→ **What is required**
Each record needs to be echoed exactly; can you do that?
# Start of Supplied records
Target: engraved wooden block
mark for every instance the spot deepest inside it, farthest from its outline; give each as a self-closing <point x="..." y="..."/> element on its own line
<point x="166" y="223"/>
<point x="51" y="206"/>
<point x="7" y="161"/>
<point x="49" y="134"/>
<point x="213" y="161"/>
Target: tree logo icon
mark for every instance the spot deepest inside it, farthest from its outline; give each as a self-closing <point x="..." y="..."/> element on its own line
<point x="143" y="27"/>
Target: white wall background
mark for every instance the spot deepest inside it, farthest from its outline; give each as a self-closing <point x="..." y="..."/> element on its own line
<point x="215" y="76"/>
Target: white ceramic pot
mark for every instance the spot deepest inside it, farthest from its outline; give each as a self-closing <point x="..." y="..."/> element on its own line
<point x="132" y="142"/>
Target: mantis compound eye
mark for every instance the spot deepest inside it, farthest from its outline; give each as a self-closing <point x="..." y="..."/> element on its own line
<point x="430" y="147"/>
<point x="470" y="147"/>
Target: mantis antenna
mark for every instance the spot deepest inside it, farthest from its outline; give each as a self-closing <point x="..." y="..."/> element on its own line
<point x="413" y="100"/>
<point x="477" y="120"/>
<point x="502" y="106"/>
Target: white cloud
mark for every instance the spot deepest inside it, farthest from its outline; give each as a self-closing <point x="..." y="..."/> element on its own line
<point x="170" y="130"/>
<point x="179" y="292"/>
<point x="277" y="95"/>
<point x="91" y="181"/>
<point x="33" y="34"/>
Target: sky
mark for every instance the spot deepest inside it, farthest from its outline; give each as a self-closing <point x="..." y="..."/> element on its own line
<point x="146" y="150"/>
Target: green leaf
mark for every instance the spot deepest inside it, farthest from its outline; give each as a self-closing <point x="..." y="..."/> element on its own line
# End of Supplied records
→ **The output**
Target: engraved wooden block
mark for every instance the spot deepest inside it, farthest from its outline; give each as a self-closing <point x="..." y="..."/> element on its own line
<point x="166" y="223"/>
<point x="51" y="206"/>
<point x="7" y="161"/>
<point x="49" y="134"/>
<point x="213" y="161"/>
Target: tree logo icon
mark for every instance the spot deepest inside it, farthest from its outline; give each as a self-closing <point x="..." y="..."/> element on its own line
<point x="143" y="27"/>
Target: white wall background
mark for every instance the spot deepest inside it, farthest from its outline; give each as a self-closing <point x="..." y="..."/> element on its own line
<point x="215" y="76"/>
Target: white ceramic pot
mark for every instance the spot deepest inside it, farthest from its outline; give each as a self-closing <point x="..." y="..."/> element on its own line
<point x="132" y="142"/>
Target: mantis compound eye
mark for every instance the spot deepest inside it, farthest from its outline; give each as a self-closing <point x="..." y="..."/> element on its own line
<point x="430" y="147"/>
<point x="470" y="147"/>
Target: mantis antenna
mark for every instance the spot deepest inside it, farthest from its outline; give each as a self-closing <point x="..." y="..."/> element on its own line
<point x="413" y="100"/>
<point x="477" y="120"/>
<point x="502" y="106"/>
Target: white cloud
mark for every instance the spot deepest inside it, farthest from its outline; give each as a self-closing <point x="..." y="..."/> element on its own line
<point x="170" y="130"/>
<point x="179" y="292"/>
<point x="277" y="95"/>
<point x="91" y="181"/>
<point x="33" y="34"/>
Target: sky
mark for every instance the spot deepest inside it, farthest from its outline; give each as a self-closing <point x="..." y="..."/> element on its own line
<point x="146" y="150"/>
Target: green leaf
mark for every instance the spot deepest inside it, farthest from its outline; give each as a self-closing <point x="..." y="..."/> element on its own line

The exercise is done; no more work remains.